===== EXCERPT

DocketNumber: 2050291
Citation Numbers: 964 So. 2d 1238, 2007 Ala. Civ. App. LEXIS 87, 2007 WL 431923
Judges: Pittman, Thompson, Bryan, Thomas, Moore
Filed Date: 2/9/2007
Status: Precedential
Modified Date: 10/19/2024
concurring specially.
I concur in the decision to affirm the judgment of the trial court denying the employee’s claim for permanent-total-disability benefits and awarding the employee compensation on the basis of a 50% permanent partial disability. The determinations as to the percentage of disability and the percentage of loss of ability to earn are for the trial court, which has much discretion in that regard. Alverson v. Fontaine Fifth Wheel Co., 586 So.2d 216, 217 (Ala.Civ.App.1991). In reaching its decision, the trial court is not bound by the opinions of expert witnesses, even if their testimony is uncontroverted. Rogers v. Chrysler Motors Corp., 587 So.2d 367, 370 (Ala.Civ.App.1991).

==========
===== DATASET EXTRACT

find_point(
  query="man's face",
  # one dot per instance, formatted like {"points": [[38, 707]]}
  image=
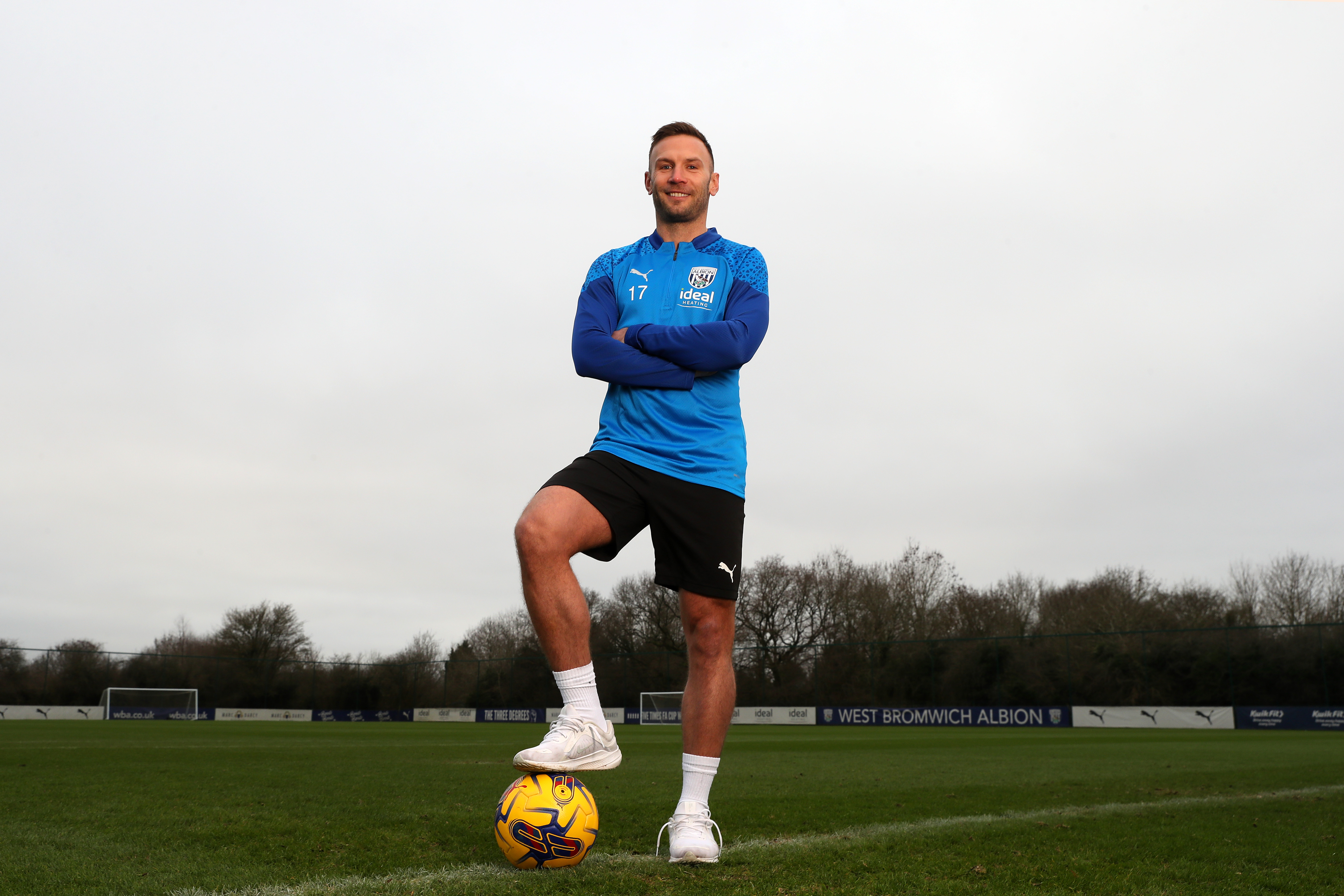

==========

**THE TASKS:**
A) From the concurrence, write out the passage from "I concur in" up to and including "367, 370 (Ala.Civ.App.1991).".
B) Decide whether each statement agrees with the concurrence, answering yes or no and quoting the words that settle it: (i) The writer agrees with affirming a judgment that denied the employee's claim for permanent-total-disability benefits. (ii) The trial court must follow the opinions of expert witnesses when their testimony is uncontroverted. (iii) The employee was awarded compensation on the basis of a 25% permanent partial disability.
C) In the concurrence, what case is cited for the point that the percentage of disability and the percentage of loss of ability to earn are for the trial court to determine?

**EXPECTED RESULTS:**
A)
I concur in the decision to affirm the judgment of the trial court denying the employee’s claim for permanent-total-disability benefits and awarding the employee compensation on the basis of a 50% permanent partial disability. The determinations as to the percentage of disability and the percentage of loss of ability to earn are for the trial court, which has much discretion in that regard. Alverson v. Fontaine Fifth Wheel Co., 586 So.2d 216, 217 (Ala.Civ.App.1991). In reaching its decision, the trial court is not bound by the opinions of expert witnesses, even if their testimony is uncontroverted. Rogers v. Chrysler Motors Corp., 587 So.2d 367, 370 (Ala.Civ.App.1991).

B)
(i) Yes: "I concur in the decision to affirm the judgment of the trial court denying the employee’s claim for permanent-total-disability benefits"
(ii) No: "the trial court is not bound by the opinions of expert witnesses, even if their testimony is uncontroverted"
(iii) No: "awarding the employee compensation on the basis of a 50% permanent partial disability"

C) Alverson v. Fontaine Fifth Wheel Co., 586 So.2d 216, 217 (Ala.Civ.App.1991).